Recorded information -
= = = = = = =

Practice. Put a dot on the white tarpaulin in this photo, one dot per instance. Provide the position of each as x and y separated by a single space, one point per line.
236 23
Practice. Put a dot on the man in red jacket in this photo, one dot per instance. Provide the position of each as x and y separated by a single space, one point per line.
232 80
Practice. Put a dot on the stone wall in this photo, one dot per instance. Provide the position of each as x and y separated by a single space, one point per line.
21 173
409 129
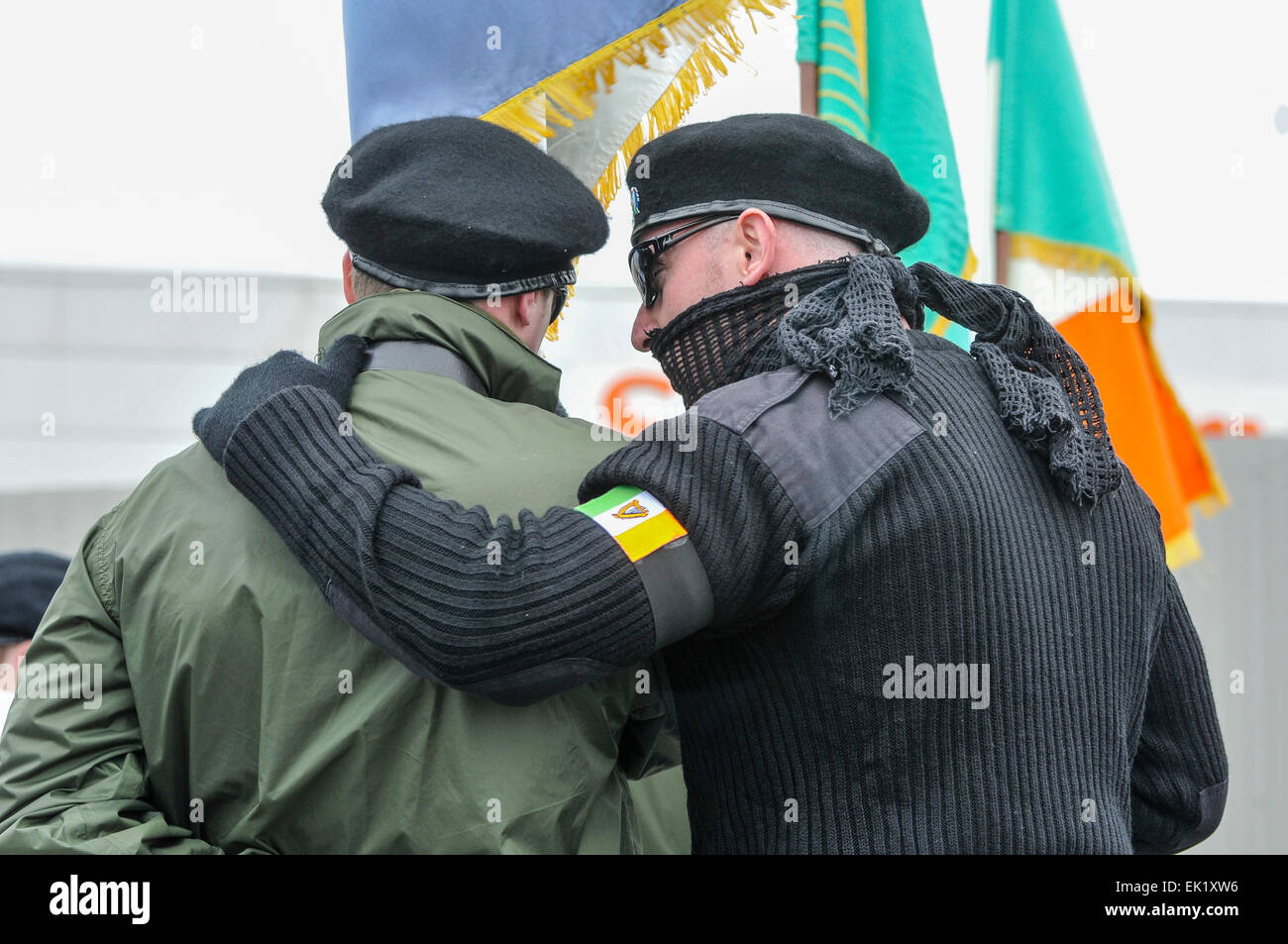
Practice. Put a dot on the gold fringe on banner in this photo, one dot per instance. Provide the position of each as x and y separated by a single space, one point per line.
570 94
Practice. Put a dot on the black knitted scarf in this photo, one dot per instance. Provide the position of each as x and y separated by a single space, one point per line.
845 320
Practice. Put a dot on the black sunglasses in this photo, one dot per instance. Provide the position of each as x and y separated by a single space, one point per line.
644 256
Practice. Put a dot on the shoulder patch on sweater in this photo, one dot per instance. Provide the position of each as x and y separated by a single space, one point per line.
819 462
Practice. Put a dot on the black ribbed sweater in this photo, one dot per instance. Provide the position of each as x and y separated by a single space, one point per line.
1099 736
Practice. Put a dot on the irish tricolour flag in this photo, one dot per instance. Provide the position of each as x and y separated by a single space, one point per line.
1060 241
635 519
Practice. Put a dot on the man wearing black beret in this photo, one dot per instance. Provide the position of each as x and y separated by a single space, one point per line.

= = = = = = =

Job -
Copy the lines above word for word, omitting the pictures.

Exercise result -
Practice. Put a dot on the white tarpaulin in this photo, one dot per instance. Provide the position of each as x and y separated by a single space, one point per line.
236 23
Practice. Put a dot on the man in red jacket in this photo, one dot per instance. Provide the position of each as x and y separated by a single space, one point per line.
232 80
Practice. Put a dot on the stone wall in this photo, one dot per instance. Provide the position of each as x and y separated by a single space, one point per line.
21 173
409 129
Practice. Put a dot on the gold fringe on banner in this photo, one dot per instance. Provide the position of each as x and y separated by a single space, one point per line.
570 94
Practice. Put a dot on the black knitted scarf in this photo, one dot per instance. Provide the position of each as x and y separated by a single space, one point per line.
845 320
Practice. Put a dot on the black sunglasses in this photo, one dot per instance. Provide the position of each as x and y separated by a single space, one point per line.
644 256
Practice. Put a dot on the shoulder patch on sweater in this photo, one dot per instance. Provide the position of each as x and y separated by a single space, one point per line.
819 462
Practice. Put a dot on the black ribbed sweater in this photo, one dot per instance. Provide the position of each as x and y separated by a single space, one point per line.
1099 736
Practice. Put a dot on the irish tricolour flag in this photo, one dot per instance. Provide the position of each as x and y separated by a single space, one point per line.
1060 241
635 519
Practice. Put a dot on the man wearing black beret in this photo, one dot per instance. Provide the position of each as x and y separated by a single space, one point per line.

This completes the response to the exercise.